• YOUR OBJECTIVE
Rewrite the lines below as a numbered list, leaving out any blank lines.
****
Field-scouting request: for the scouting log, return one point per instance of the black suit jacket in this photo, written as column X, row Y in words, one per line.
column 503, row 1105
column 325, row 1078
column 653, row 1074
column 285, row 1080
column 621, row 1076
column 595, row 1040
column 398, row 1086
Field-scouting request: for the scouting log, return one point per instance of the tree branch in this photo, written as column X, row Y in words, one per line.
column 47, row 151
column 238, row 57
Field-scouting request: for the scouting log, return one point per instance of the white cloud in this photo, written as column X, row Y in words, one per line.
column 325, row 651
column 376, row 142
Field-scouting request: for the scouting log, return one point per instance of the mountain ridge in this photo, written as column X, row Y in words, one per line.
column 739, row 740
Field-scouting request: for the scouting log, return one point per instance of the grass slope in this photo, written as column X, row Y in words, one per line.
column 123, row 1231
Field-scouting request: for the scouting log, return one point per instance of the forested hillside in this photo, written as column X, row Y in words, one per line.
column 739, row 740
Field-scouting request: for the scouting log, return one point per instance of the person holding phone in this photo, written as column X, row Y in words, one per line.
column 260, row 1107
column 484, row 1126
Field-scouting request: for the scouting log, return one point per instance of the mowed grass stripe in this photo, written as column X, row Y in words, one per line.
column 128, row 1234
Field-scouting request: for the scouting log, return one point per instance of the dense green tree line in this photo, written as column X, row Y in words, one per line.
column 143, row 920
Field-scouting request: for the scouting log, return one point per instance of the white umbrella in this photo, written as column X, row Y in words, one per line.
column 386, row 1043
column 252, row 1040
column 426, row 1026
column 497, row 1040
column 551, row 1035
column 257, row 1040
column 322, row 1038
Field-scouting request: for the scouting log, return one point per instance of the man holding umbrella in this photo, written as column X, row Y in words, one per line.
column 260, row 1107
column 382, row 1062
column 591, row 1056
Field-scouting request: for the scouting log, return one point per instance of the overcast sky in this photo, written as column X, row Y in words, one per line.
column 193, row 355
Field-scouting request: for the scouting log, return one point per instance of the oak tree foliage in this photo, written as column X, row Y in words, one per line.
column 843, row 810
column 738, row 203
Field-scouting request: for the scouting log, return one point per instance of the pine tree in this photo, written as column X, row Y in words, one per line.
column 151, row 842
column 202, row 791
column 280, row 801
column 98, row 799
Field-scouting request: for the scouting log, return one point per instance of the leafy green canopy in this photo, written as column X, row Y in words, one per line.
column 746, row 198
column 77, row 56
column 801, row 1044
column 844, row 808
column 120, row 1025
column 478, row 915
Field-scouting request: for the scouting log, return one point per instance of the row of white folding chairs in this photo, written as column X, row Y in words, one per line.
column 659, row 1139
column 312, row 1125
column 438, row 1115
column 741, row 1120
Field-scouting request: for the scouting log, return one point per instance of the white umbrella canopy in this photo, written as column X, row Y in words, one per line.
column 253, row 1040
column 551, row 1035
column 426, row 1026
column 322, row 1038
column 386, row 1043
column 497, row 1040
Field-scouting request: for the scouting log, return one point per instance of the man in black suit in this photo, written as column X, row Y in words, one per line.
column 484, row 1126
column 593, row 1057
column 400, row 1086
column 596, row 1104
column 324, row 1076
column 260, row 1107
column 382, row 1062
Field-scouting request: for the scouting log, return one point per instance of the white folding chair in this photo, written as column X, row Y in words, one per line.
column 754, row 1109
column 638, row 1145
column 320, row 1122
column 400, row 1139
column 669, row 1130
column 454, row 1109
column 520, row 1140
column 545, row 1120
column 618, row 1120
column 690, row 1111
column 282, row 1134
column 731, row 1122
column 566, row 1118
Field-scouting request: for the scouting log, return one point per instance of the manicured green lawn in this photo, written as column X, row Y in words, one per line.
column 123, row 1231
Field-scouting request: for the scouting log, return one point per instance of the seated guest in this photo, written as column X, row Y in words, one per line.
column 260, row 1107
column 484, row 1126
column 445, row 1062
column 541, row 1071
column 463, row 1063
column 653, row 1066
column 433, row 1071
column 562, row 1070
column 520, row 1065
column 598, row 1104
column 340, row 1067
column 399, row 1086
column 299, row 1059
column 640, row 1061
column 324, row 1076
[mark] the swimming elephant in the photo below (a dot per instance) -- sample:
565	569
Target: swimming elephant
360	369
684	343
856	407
****
• TASK OUTPUT
1. Field-scouting request: for the scouting log, return one point per instance of the black suit jacket in this photo, written as column X, row Y in words, one per line.
2. column 503, row 1105
3. column 325, row 1078
4. column 653, row 1074
5. column 285, row 1080
6. column 621, row 1076
7. column 595, row 1040
8. column 398, row 1086
9. Field-scouting request: for the scouting log, return one point per instance of the tree branch in this photo, written as column X, row Y in words, one per line.
10. column 47, row 151
11. column 238, row 57
12. Field-scouting request: for the scouting log, return one point per instance of the white cloud in this photo, written as column X, row Y in words, one per line.
13. column 325, row 651
14. column 376, row 142
15. Field-scouting request: for the scouting log, return one point per instance of the mountain ridge in this photo, written as column X, row Y in words, one per line.
16. column 739, row 740
17. Field-scouting request: for the scouting log, return one point per instance of the grass slope in this photo, written as column X, row Y in words, one per line.
18. column 123, row 1231
19. Field-scouting request: for the scouting log, return one point per instance of the forested hillside in this photo, written as column X, row Y in words, one per line.
20. column 739, row 740
21. Field-scouting request: for the scouting log, return one point per instance of the person holding phone in this photo, written as column X, row Y in words, one per line.
22. column 260, row 1107
23. column 484, row 1126
24. Field-scouting request: for the scouting log, return one point per instance of the mowed grass stripe in this photo, written as column X, row Y in words, one per line.
25. column 128, row 1234
26. Field-scouting request: for the scouting log, return one point per instance of the dense green tree line in this photo, written as column X, row Y in words, one per line.
27. column 143, row 920
28. Field-scouting request: for the scouting log, return one point per instance of the white umbrella in this photo, written as column X, row Y in words, one per line.
29. column 386, row 1043
30. column 252, row 1040
31. column 426, row 1026
32. column 497, row 1040
33. column 551, row 1035
34. column 257, row 1040
35. column 322, row 1038
36. Field-scouting request: for the scouting log, return one point per instance of the man holding umbrella in this photo, written as column X, row Y in words, one per line.
37. column 260, row 1107
38. column 382, row 1062
39. column 591, row 1056
40. Field-scouting request: for the scouting log, return one point per instance of the overcast sky in this photo, written as column X, row Y in words, one per line.
41. column 193, row 355
42. Field-scouting request: for the scouting log, return one point per instance of the oak tree foliage in this photo, written as column X, row Y in words, one per line.
43. column 843, row 810
44. column 738, row 203
45. Field-scouting request: for the scouting log, return one point per instance of the pine tree in this photo, written as column X, row Y in words, one per line.
46. column 151, row 842
47. column 202, row 791
48. column 280, row 801
49. column 98, row 799
50. Field-scouting request: for the scouting log, return one point per instance of the leafy green canopy in this photo, written as column X, row Y in words, one per line.
51. column 746, row 198
52. column 77, row 56
53. column 801, row 1044
54. column 844, row 808
55. column 120, row 1025
56. column 478, row 915
57. Field-scouting request: for the scouting log, return one point per instance of the row of white folding chairs in this photo, written as column X, row Y in words, one per line.
58. column 659, row 1139
59. column 312, row 1125
60. column 438, row 1115
61. column 741, row 1120
62. Field-scouting request: for the scouting log, return one point per instance of the white umbrella canopy in this photo, written as column X, row Y in words, one per line.
63. column 253, row 1040
64. column 551, row 1035
65. column 426, row 1026
66. column 322, row 1038
67. column 386, row 1043
68. column 497, row 1040
69. Field-scouting request: for the scouting log, return one point per instance of the man in black suit in this photo, written as column X, row Y in words, one per line.
70. column 484, row 1126
71. column 593, row 1057
72. column 400, row 1086
73. column 596, row 1104
74. column 324, row 1076
75. column 260, row 1107
76. column 382, row 1062
77. Field-scouting request: for the scouting log, return one point per instance of the white folding chair in this photo, written as column X, row Y in words, one per line.
78. column 754, row 1109
79. column 638, row 1145
80. column 320, row 1122
81. column 400, row 1139
82. column 669, row 1130
83. column 454, row 1109
84. column 520, row 1140
85. column 545, row 1120
86. column 618, row 1120
87. column 690, row 1111
88. column 282, row 1134
89. column 731, row 1122
90. column 566, row 1118
91. Field-scouting request: for the scouting log, return one point per instance of the manicured green lawn in this photo, written as column X, row Y in words, one per line.
92. column 123, row 1231
93. Field-scouting request: for the scouting log, return one point per instance of the seated guest in this photo, written as column X, row Y in words, one per line.
94. column 260, row 1107
95. column 484, row 1126
96. column 445, row 1062
97. column 541, row 1071
98. column 463, row 1063
99. column 653, row 1066
100. column 433, row 1071
101. column 562, row 1070
102. column 520, row 1065
103. column 598, row 1104
104. column 340, row 1067
105. column 399, row 1086
106. column 299, row 1059
107. column 640, row 1061
108. column 324, row 1076
109. [mark] the swimming elephant in the photo below (a dot per instance) -- sample:
110. 565	569
111. Target: swimming elephant
112. 360	369
113. 684	343
114. 856	407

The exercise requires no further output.